■ What you are asked to do: Please retype, unchanged, each line from the top of the material below through the line where "box: [0, 0, 600, 397]" appears.

Records for this task below:

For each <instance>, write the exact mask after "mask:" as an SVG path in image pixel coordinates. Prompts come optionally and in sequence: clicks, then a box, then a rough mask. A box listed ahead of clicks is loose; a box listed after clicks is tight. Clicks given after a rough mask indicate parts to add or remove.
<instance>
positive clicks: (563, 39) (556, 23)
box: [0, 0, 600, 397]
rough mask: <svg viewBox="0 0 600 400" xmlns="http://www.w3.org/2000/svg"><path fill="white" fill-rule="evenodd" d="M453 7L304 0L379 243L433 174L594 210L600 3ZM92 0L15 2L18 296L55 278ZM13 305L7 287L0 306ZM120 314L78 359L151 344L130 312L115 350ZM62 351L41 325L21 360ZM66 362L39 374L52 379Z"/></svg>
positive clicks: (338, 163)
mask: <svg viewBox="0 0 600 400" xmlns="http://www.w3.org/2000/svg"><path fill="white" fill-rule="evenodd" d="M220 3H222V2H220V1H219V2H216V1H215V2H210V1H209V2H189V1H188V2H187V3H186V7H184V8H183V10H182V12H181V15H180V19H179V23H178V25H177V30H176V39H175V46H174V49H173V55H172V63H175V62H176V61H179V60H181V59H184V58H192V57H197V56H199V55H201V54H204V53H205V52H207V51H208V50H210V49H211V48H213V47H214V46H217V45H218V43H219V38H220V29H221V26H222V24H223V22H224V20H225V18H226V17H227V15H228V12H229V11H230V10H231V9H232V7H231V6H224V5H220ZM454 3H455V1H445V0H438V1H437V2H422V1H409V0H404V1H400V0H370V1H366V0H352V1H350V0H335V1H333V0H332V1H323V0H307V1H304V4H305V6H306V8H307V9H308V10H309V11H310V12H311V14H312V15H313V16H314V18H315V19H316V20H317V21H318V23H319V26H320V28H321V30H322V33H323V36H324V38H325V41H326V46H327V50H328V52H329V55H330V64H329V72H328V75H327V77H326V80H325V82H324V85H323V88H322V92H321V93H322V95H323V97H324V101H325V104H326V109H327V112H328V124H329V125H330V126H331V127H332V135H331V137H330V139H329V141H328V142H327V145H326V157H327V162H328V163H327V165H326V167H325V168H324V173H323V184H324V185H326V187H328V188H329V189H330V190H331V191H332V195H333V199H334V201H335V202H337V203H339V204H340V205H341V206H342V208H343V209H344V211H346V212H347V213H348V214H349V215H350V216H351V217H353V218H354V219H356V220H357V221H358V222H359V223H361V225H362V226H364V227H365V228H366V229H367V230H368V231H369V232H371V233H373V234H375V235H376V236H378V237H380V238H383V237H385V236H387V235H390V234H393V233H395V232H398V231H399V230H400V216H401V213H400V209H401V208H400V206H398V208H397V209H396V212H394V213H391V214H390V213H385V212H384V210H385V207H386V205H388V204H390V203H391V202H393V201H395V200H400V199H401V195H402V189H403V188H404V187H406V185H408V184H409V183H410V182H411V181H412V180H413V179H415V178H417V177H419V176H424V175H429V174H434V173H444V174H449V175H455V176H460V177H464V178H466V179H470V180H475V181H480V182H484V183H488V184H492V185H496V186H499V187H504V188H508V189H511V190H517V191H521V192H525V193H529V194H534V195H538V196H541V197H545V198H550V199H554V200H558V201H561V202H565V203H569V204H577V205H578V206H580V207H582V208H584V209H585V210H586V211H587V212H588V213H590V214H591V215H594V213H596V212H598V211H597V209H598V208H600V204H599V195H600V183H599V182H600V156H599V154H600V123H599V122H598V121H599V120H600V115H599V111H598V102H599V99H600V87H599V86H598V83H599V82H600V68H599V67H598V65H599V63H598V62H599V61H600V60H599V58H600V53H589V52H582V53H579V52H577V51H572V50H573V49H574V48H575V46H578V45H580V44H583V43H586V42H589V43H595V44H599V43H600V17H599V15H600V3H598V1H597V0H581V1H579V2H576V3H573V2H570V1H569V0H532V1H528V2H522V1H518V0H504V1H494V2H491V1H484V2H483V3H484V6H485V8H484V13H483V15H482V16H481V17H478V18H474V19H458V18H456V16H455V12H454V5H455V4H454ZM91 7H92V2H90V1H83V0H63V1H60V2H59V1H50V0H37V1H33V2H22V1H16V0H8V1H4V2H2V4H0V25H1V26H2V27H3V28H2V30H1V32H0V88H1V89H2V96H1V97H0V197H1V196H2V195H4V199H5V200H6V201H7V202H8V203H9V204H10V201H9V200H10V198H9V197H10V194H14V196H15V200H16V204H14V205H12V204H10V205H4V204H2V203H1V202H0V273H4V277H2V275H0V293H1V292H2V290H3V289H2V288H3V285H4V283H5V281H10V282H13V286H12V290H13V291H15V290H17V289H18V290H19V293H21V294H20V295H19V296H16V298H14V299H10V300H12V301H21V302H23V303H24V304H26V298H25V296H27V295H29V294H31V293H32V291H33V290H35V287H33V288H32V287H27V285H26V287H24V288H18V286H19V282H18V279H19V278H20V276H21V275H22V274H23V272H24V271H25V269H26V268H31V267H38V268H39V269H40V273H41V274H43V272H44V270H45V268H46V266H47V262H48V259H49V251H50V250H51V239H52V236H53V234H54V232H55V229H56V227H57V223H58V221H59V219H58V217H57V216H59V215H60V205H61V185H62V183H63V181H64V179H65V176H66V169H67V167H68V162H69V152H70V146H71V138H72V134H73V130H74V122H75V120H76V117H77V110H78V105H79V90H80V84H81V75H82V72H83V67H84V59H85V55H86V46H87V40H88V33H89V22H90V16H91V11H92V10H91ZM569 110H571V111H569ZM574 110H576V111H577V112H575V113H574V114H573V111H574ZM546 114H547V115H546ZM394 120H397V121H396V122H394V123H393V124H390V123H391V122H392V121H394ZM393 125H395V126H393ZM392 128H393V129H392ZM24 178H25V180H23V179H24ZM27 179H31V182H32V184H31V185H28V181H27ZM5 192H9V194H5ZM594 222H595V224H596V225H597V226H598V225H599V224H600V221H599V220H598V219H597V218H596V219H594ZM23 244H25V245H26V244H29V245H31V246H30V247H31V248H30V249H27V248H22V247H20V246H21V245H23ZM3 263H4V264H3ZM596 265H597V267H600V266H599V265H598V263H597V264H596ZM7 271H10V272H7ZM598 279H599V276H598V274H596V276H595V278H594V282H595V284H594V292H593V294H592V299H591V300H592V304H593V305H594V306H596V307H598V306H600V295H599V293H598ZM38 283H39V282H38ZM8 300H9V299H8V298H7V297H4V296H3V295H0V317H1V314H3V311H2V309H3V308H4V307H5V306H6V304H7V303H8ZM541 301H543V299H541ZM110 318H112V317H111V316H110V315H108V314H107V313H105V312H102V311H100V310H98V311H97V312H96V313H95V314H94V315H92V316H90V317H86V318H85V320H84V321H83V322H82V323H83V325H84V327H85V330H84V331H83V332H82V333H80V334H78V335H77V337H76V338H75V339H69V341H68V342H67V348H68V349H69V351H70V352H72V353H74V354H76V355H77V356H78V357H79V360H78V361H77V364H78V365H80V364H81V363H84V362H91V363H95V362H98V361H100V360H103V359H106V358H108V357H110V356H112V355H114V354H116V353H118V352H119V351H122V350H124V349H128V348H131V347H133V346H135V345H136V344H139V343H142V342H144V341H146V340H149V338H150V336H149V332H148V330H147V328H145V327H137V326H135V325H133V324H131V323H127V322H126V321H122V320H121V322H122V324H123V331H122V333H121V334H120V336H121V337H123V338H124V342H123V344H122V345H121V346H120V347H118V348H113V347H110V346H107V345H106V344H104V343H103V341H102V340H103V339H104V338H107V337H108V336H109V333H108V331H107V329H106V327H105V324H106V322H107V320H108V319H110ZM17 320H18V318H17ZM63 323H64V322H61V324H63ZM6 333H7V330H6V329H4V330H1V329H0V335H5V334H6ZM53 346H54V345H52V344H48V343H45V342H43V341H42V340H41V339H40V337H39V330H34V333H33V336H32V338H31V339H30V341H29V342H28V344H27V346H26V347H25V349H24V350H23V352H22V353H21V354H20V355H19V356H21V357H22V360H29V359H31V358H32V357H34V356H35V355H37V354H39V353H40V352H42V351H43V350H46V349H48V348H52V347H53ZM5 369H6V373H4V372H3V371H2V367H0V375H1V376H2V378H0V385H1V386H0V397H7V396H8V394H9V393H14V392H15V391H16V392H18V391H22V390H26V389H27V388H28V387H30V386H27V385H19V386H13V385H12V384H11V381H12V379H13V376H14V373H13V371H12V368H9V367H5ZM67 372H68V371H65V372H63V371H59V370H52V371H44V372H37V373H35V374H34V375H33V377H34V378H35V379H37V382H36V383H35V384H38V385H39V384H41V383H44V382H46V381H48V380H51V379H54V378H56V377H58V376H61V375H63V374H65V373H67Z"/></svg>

End of Records for this task.

■ Solved exercise:
For each <instance>, write the exact mask after "mask:" as an SVG path in image pixel coordinates. Prompts come optionally and in sequence: clicks, then a box, then a rough mask. A box listed ahead of clicks is loose; a box listed after clicks is tight. Clicks given after a rough mask indicate parts to add or remove.
<instance>
positive clicks: (563, 39) (556, 23)
box: [0, 0, 600, 397]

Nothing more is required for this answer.